Ladies and Gentlemen:
Without a doubt, it is a tremendous honor for me to be welcomed this afternoon at this historic monument to Argentine democracy. I thank you in name of all Chileans.
This is the first time that a Chilean head of state has come to this ally country on a State Visit just days after taking office. I took office as President not ten days ago.
And as the Vice President said, this is not a coincidence. I wanted to illustrate, with my presence before you and the Argentine people, my unequivocal willingness to strengthen the deep ties of friendship and cooperation that Argentines and Chileans have built based on common values, such as democracy, respect for the rule of law and a shared vision of strategies for our development.
We have built up this friendship since we became independent countries, and we have intensely deepened this relationship more recently, once we both came to have democratic governments.
As you well know, mine is the fourth democratic administration since we restored democracy in 1990. Since then, Chile has changed and progressed quite a bit. Today, we have a fully democratic Constitution, without enclaves of authoritarianism. I should point out that we still need to improve our electoral system, in order to make it truly democratic and representative.
We are a country united around common values. Chilean society is moving quickly towards a more tolerant, egalitarian and democratic culture.
Today, Chile is a country that is free of fear. How could there be any doubt about it? The first female President of Chile is here before you. This is a society that, without a doubt, has changed and matured. A few years ago, frankly, this would have been unthinkable. I want to point out that at my inauguration, many women said to me, "you are an inspiration, but also, you are an aspiration." And so it is—whether it’s a good example or not—that the women on this continent, and in other places, are clearly watching us with interest. This is about societies and countries that are able to mature and offer equal opportunities to both women and men. That is, without a doubt, a goal for everyone here in this room.
In Chile, we have opened up the economy, and we have maintained a sustained rate of growth, as well as a persistent fiscal discipline.
However, we went way beyond what the Washington Consensus prescribed for us, because as a progressive coalition, we knew that market policies would not be sufficient to resolve the grave inequalities affecting our society. They could even work to perpetuate those inequalities.
That is why we have carried out policies that have allowed us to offer increasing equality of opportunities and increasingly better access to basic services. We especially want to guarantee those services for families with lower incomes and fewer possibilities.
We have made great progress, but we still have much to do. That is why, in the next four years of my administration, we are going to continue with our economic policies, but I am going to dedicate my energy to consolidate and further those advances.
At the end of my term, I want my government to be able to guarantee all Chilean citizens a social welfare system to protect them from cradle to grave. This includes a programs—I am not going to go into detail about them here—to increase coverage in daycare and pre-school education, as well as improving quality at all other levels. It also includes increased access to decent, timely healthcare for all citizens; the construction of better quality public housing with more square meters per person, because quality of life has to do with how many square meters per person we can provide; and, without a doubt, it will include the pension system, which is experiencing a period of crisis. The great reform that I will carry out in my country will take place in the pension system, by finding, among other things, a decent equilibrium between the needs of the economy and the maintenance of sustainable, adequate environmental policies.
These are not easy issues; developing countries like ours are coming up against dilemmas that we cannot hide from. We need to confront them, because modernity and our people require us to do so.

Data records:

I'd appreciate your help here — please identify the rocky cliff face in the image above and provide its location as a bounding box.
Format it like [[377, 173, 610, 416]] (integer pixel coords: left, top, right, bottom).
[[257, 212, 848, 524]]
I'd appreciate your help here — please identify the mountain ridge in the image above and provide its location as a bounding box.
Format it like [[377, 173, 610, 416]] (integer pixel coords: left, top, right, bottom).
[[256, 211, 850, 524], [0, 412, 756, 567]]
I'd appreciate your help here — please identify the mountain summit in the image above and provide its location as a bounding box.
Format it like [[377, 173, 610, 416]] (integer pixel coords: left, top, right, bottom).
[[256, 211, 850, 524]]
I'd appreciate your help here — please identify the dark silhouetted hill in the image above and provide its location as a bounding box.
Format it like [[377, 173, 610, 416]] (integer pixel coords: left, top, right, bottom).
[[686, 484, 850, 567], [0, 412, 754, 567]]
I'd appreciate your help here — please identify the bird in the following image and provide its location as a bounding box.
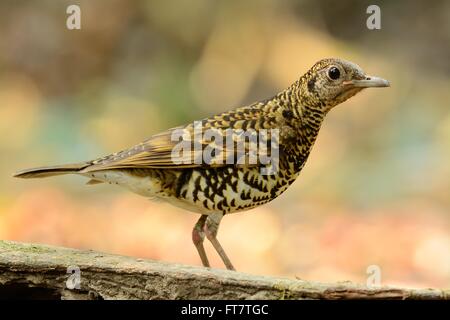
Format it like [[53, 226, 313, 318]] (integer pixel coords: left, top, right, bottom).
[[14, 58, 390, 270]]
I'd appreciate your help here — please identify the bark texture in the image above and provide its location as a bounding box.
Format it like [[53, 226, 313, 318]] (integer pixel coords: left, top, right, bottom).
[[0, 241, 450, 299]]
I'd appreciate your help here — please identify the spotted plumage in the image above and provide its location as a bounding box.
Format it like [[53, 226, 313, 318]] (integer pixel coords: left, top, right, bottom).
[[15, 59, 389, 269]]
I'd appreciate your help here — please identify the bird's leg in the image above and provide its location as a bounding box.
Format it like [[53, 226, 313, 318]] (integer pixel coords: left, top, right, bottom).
[[204, 213, 236, 270], [192, 214, 209, 268]]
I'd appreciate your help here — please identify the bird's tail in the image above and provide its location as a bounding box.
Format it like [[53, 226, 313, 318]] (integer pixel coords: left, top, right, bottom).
[[14, 162, 90, 179]]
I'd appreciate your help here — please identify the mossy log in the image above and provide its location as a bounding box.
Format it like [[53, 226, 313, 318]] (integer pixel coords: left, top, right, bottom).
[[0, 241, 450, 299]]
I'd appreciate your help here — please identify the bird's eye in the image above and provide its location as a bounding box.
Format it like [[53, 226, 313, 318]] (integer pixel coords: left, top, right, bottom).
[[328, 67, 341, 80]]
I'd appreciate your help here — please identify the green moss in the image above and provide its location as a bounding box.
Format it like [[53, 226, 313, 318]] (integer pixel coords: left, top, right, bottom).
[[0, 240, 55, 253]]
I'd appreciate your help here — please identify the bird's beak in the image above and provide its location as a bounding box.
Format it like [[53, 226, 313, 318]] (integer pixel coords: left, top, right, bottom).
[[344, 76, 390, 88]]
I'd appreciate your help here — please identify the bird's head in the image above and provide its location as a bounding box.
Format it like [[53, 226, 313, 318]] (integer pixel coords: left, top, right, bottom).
[[299, 59, 389, 112]]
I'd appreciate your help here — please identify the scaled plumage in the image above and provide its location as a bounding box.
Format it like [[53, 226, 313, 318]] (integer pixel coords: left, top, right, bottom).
[[15, 59, 389, 269]]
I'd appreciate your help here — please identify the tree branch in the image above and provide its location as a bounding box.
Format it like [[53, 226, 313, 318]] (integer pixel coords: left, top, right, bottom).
[[0, 241, 450, 299]]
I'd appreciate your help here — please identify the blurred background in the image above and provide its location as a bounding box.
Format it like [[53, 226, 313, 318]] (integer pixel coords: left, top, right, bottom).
[[0, 0, 450, 287]]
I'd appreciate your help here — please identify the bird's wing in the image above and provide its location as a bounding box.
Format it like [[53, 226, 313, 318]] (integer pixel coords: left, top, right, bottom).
[[82, 105, 288, 172]]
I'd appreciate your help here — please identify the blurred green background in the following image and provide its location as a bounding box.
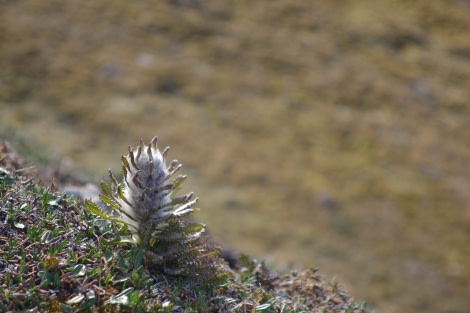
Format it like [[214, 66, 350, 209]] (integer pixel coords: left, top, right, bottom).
[[0, 0, 470, 313]]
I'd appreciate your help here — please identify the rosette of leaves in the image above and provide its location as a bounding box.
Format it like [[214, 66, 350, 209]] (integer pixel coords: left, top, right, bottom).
[[85, 137, 223, 281]]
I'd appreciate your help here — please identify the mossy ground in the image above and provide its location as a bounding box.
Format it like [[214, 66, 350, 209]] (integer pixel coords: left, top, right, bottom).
[[0, 142, 367, 313], [0, 0, 470, 312]]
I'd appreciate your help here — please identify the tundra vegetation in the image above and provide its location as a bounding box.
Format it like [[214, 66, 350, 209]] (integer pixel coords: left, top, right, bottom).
[[0, 139, 366, 313]]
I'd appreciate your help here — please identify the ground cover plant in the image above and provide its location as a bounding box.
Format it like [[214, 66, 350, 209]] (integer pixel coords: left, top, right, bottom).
[[0, 141, 366, 312]]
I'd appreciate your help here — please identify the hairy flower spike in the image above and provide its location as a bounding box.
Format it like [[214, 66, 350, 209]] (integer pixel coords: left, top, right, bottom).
[[86, 137, 224, 281]]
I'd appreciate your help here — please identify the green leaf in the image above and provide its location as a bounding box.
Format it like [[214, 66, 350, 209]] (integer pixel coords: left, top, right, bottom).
[[107, 287, 134, 306], [94, 218, 113, 235], [41, 230, 54, 244], [59, 302, 72, 313], [85, 199, 110, 219], [66, 294, 85, 304], [70, 264, 86, 277], [133, 248, 143, 268], [183, 224, 206, 234], [100, 181, 113, 197], [75, 298, 96, 313], [13, 221, 26, 229], [256, 303, 272, 312], [99, 195, 121, 211]]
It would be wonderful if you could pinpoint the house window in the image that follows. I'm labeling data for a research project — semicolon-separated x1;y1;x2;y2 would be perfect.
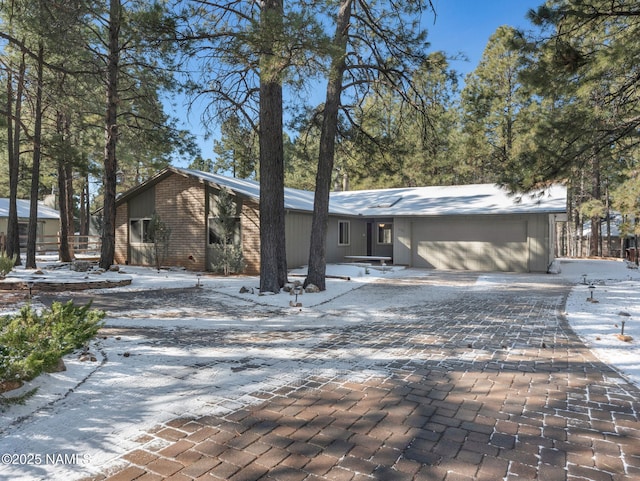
378;223;393;244
209;217;240;246
338;220;351;246
129;219;153;244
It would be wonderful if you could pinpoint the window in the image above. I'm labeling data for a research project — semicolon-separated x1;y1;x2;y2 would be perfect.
209;217;240;246
129;219;153;244
378;223;393;244
338;220;351;246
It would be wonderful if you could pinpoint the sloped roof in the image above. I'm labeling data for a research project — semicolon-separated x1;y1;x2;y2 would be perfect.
0;197;60;219
331;184;567;217
177;169;567;217
178;168;353;215
118;167;567;217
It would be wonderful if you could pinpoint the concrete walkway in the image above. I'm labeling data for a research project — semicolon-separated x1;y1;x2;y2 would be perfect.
75;273;640;481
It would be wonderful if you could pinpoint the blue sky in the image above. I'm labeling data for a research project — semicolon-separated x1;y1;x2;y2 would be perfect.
423;0;543;74
178;0;544;159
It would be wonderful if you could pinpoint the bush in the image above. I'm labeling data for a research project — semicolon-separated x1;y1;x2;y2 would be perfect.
0;251;18;279
0;301;105;383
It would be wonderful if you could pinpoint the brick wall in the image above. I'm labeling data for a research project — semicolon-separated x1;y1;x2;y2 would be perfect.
113;202;129;264
240;200;260;275
155;174;207;271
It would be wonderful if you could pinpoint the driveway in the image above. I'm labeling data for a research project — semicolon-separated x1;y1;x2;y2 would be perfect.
0;270;640;481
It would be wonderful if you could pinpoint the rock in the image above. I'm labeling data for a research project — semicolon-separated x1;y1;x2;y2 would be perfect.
47;358;67;372
71;259;91;272
304;284;320;293
0;381;22;393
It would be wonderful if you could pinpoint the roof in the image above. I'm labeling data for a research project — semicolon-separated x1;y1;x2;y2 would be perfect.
118;167;567;217
0;197;60;219
331;184;567;217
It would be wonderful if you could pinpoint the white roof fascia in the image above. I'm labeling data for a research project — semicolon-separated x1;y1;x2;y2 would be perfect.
0;197;60;220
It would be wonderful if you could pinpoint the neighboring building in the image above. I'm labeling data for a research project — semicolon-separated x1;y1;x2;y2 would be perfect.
0;198;60;247
115;167;566;274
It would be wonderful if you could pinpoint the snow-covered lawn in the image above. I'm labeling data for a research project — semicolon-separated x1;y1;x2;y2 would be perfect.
0;259;640;479
560;259;640;386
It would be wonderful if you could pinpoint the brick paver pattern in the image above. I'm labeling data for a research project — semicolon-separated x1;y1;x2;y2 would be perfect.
81;273;640;481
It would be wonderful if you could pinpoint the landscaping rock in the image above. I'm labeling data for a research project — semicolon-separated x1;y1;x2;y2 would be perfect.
304;284;320;293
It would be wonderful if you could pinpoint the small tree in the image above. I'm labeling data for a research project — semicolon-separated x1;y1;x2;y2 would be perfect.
149;212;171;271
209;189;244;276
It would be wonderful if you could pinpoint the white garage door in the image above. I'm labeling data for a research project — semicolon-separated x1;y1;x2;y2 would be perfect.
411;216;529;272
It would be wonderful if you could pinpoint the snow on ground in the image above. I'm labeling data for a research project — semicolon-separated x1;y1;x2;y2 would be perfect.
0;259;640;480
560;255;640;386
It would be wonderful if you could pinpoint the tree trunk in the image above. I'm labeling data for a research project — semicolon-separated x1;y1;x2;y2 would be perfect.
260;0;287;292
100;0;121;269
7;55;26;266
25;43;44;269
305;0;353;290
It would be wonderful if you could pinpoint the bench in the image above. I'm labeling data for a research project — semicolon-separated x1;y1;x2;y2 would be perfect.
344;256;391;266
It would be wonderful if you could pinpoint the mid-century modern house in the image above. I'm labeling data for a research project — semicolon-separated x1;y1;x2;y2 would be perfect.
0;198;60;247
115;167;567;273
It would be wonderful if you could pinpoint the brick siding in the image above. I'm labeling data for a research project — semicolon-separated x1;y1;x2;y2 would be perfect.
114;202;129;264
155;174;207;271
240;200;260;275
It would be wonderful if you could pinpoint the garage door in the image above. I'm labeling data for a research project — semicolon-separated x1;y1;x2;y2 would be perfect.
411;217;529;272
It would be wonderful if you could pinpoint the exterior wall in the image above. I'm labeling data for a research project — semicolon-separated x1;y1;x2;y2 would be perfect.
240;199;260;275
155;174;207;271
284;211;313;269
113;202;129;264
394;214;553;272
327;216;367;263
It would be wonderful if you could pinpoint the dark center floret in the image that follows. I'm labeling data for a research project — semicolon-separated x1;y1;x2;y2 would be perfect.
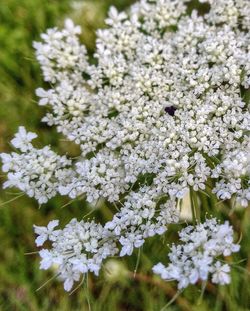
164;106;177;117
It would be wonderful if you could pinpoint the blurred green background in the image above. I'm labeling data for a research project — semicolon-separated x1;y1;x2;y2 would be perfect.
0;0;250;311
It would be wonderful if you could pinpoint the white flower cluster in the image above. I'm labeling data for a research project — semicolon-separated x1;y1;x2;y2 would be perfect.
34;189;179;291
1;0;250;288
153;218;240;289
0;126;73;204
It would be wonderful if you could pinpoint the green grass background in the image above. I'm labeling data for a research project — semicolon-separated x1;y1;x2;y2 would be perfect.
0;0;250;311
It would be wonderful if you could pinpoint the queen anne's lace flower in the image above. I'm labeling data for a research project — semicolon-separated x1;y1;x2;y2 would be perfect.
1;0;250;290
153;218;240;289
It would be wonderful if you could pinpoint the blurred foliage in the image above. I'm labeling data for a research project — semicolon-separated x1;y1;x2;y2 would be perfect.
0;0;250;311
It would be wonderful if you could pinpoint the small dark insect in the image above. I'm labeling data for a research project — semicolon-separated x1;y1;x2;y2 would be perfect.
164;106;177;117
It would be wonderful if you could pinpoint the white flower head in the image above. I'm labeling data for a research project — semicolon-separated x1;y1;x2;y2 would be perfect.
11;126;37;152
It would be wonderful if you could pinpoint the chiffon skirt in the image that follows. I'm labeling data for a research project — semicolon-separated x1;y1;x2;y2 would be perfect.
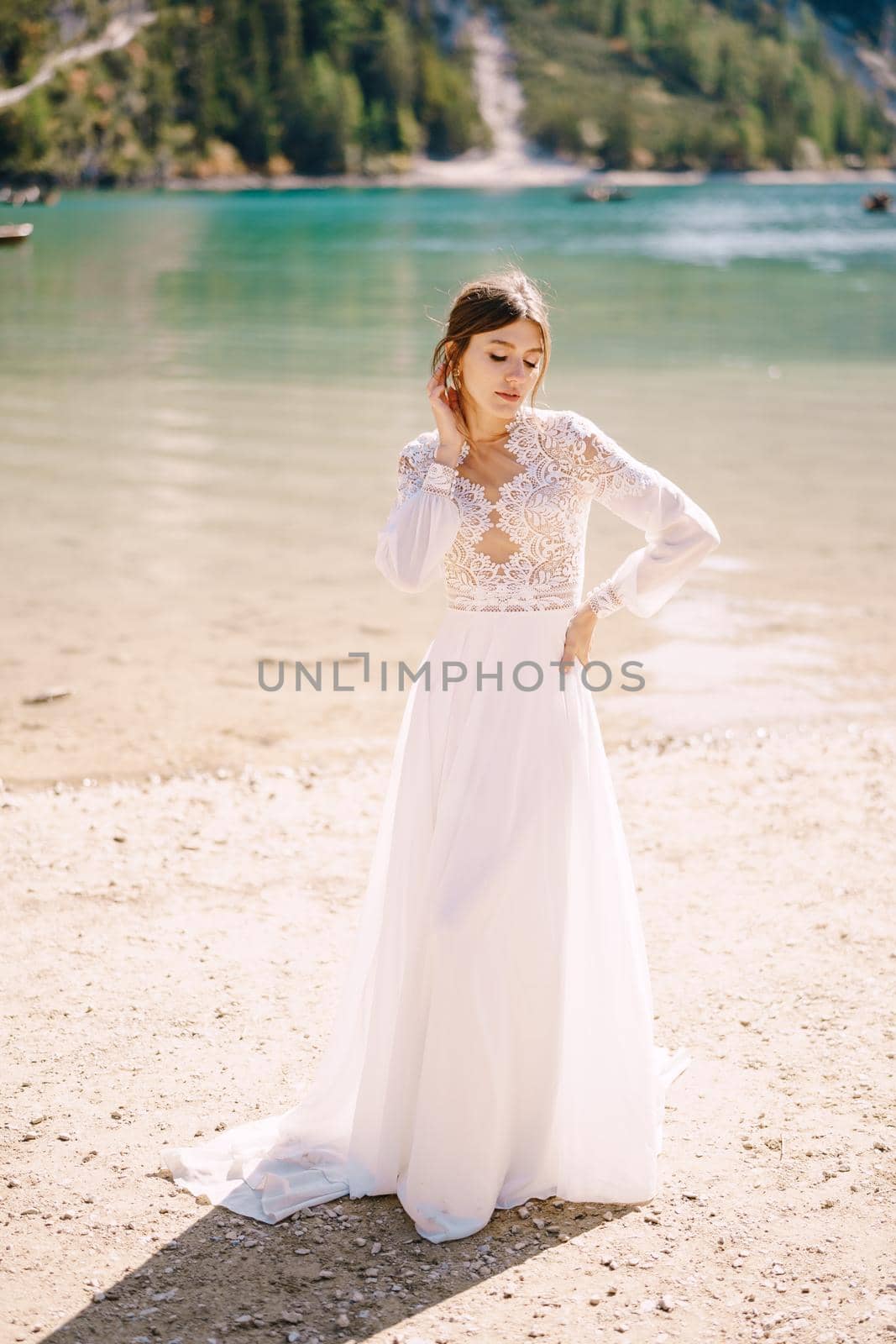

Given request A: From the speech, list every component that the speaker says the planned social welfare system will include.
Given request B: According to the speech, in what year did Chile restore democracy?
Given request C: Retype the stretch of the speech from "We have built" through "democratic and representative.".

Final result A:
- Increased coverage in daycare and pre-school education
- Improved quality at all other levels of education
- Increased access to decent, timely healthcare for all citizens
- Construction of better quality public housing with more square meters per person
- The pension system

Final result B: 1990

Final result C:
We have built up this friendship since we became independent countries, and we have intensely deepened this relationship more recently, once we both came to have democratic governments.
As you well know, mine is the fourth democratic administration since we restored democracy in 1990. Since then, Chile has changed and progressed quite a bit. Today, we have a fully democratic Constitution, without enclaves of authoritarianism. I should point out that we still need to improve our electoral system, in order to make it truly democratic and representative.